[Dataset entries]
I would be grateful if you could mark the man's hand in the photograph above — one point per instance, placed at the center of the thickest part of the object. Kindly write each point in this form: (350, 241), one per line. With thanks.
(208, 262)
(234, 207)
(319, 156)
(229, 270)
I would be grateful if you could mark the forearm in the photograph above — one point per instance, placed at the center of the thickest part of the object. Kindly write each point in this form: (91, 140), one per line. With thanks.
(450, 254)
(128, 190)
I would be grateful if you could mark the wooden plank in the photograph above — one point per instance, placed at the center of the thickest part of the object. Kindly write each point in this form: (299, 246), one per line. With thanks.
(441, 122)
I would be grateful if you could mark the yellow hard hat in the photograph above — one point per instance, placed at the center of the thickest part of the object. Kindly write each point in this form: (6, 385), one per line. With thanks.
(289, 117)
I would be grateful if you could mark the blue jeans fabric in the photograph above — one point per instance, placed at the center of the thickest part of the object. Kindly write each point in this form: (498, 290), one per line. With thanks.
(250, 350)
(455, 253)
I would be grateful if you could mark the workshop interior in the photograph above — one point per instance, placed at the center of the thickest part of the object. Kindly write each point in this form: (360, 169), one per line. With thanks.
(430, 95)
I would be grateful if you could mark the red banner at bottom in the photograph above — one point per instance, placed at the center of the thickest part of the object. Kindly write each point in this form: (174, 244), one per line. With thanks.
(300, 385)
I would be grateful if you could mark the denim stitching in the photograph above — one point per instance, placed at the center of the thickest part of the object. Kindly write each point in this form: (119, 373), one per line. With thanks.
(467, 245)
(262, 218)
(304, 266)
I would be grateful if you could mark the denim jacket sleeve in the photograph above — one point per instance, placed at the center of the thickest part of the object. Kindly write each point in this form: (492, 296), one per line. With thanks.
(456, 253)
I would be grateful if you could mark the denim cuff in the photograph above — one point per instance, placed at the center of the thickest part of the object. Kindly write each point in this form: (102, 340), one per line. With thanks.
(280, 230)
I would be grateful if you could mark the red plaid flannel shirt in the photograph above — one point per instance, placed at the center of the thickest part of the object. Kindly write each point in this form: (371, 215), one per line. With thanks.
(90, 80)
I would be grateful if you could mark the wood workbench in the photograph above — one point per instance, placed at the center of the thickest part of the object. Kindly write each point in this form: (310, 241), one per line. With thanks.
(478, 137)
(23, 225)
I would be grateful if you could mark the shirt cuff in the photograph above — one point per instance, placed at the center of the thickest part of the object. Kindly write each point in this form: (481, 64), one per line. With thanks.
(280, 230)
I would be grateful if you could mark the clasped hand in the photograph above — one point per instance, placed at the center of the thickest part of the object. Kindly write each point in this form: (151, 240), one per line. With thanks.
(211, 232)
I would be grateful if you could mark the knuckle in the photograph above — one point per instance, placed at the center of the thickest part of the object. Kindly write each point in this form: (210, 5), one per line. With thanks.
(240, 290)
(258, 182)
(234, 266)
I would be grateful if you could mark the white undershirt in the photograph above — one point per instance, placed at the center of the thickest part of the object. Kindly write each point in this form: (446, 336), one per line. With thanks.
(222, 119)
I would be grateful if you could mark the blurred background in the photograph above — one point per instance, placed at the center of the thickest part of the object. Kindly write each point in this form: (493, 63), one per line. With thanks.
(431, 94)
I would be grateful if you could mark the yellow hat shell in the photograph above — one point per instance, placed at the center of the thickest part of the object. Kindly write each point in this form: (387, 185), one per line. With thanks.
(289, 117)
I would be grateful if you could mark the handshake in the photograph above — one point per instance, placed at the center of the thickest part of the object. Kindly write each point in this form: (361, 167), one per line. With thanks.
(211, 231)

▶ AIM OF THE TASK:
Write the data out once more. Keep every word the same.

▶ ANSWER:
I would be grateful if you could mark the man's hand in the photograph above — one point per instance, placed at the center of the thickest part of the object. Kindly write each point in this form: (350, 241), one per line. With thanks.
(208, 262)
(234, 207)
(319, 156)
(229, 270)
I would be grateful if you could mark the forearm in the photograph above — one point per instance, placed at the center of the thickest part of the object. Kindly write each point in this form: (91, 140), one per line. With thanks.
(450, 254)
(128, 190)
I would be grateful if you could mark the wooden plank in the photograph above — one point per instance, placed at the center of the thickest part of the object. Kindly write each point in this form: (299, 246), one per line. With thanks.
(441, 122)
I would be grateful if you could mark the yellow hard hat in the photograph above — one point per instance, placed at the center of the thickest part of the object. Kindly write each point in this form: (6, 385), one per line. With thanks.
(289, 117)
I would be grateful if you could mark the blue jeans fabric in the photograph above — one point per instance, placed at the center of the thickest part of the object. Kindly write each point in this form: (498, 290), one per line. With thanks.
(250, 350)
(455, 253)
I would be grateful if you could mark the workshop interior in the photograph above — one point per instance, placed at the center of the thickest part of the object. Kindly write each point in this form: (360, 169), one per line. With thanks.
(430, 95)
I would be grateful if you could mark the red banner at bottom in the photograph above — one point per instance, placed at the center of the thickest part of the object. Kindly write each point in this form: (174, 244), one per line. With thanks.
(300, 385)
I would be grateful if you could mark the denim stitching in the photograph above — one point per instance, placed at the center of the thickest part of the object. Kindly write each point in this form: (119, 373), one per line. With thanks.
(467, 245)
(262, 218)
(304, 266)
I would be grateful if you could mark the denim jacket sleeve in the photograph above — one point per instance, placed at the center of the thickest part of the object. Kindly write each point in this form: (492, 296), one per line. With thanks.
(456, 253)
I would be grateful if you could mark the denim cuff in the photograph above — one point per instance, placed at the center of the thickest part of the object. Kindly write each point in this form: (102, 340), one per line. With thanks.
(280, 230)
I would be grateful if you could mark the red plaid flannel shirt in the photograph above — one point per instance, placed at the center of the thickest part of the object. Kindly write each point in this form: (371, 215), one per line. With thanks.
(90, 80)
I would be grateful if you could mark the wood workbench in the photograph above — one point per instance, placed at the center of the thickest part of the object. Kindly write each point in this form: (310, 241), one per line. With thanks.
(478, 137)
(23, 225)
I would be grateful if you could mark the shirt cuff in the photograph above — one point per instance, placed at the center of the thickest part of the object. Kindly write each point in this form: (481, 64), one per line. With thanks.
(280, 230)
I would be grateful if you could mark the clasped hand in the photograph above — one point per instance, placed at the center of the thickest part of the object. Kindly write each point in this form: (151, 240), one per line. With thanks.
(211, 232)
I would be grateful if you could mark the knuckle in the photograph above — one point per instance, placed at the center of the thickest part of the object. Kindly write each point in this form: (210, 5), one per line. With thanks.
(240, 290)
(258, 182)
(234, 266)
I would be grateful if you could mark the white undershirt in the photograph above — one point per instance, placed at the center of the thickest part of the object. Kindly write each point in this form: (446, 336), one per line. With thanks.
(222, 119)
I would be grateful if you could mark the blurred background in the photograph above — one point per instance, placed at the center of the thickest part of the object. Kindly write each point in this form: (493, 63), one per line. With thanks.
(431, 94)
I would be grateful if you could mark the yellow hat shell in the photograph above — one point per instance, placed at the center of the thickest part of the object. Kindly write each point in this form: (387, 185), one per line. With thanks.
(289, 117)
I would be grateful if you could mark the handshake in the photograph above — one point per instance, placed at the center of the thickest part of the object. Kindly write each point in this form: (361, 167), one per line. With thanks.
(211, 231)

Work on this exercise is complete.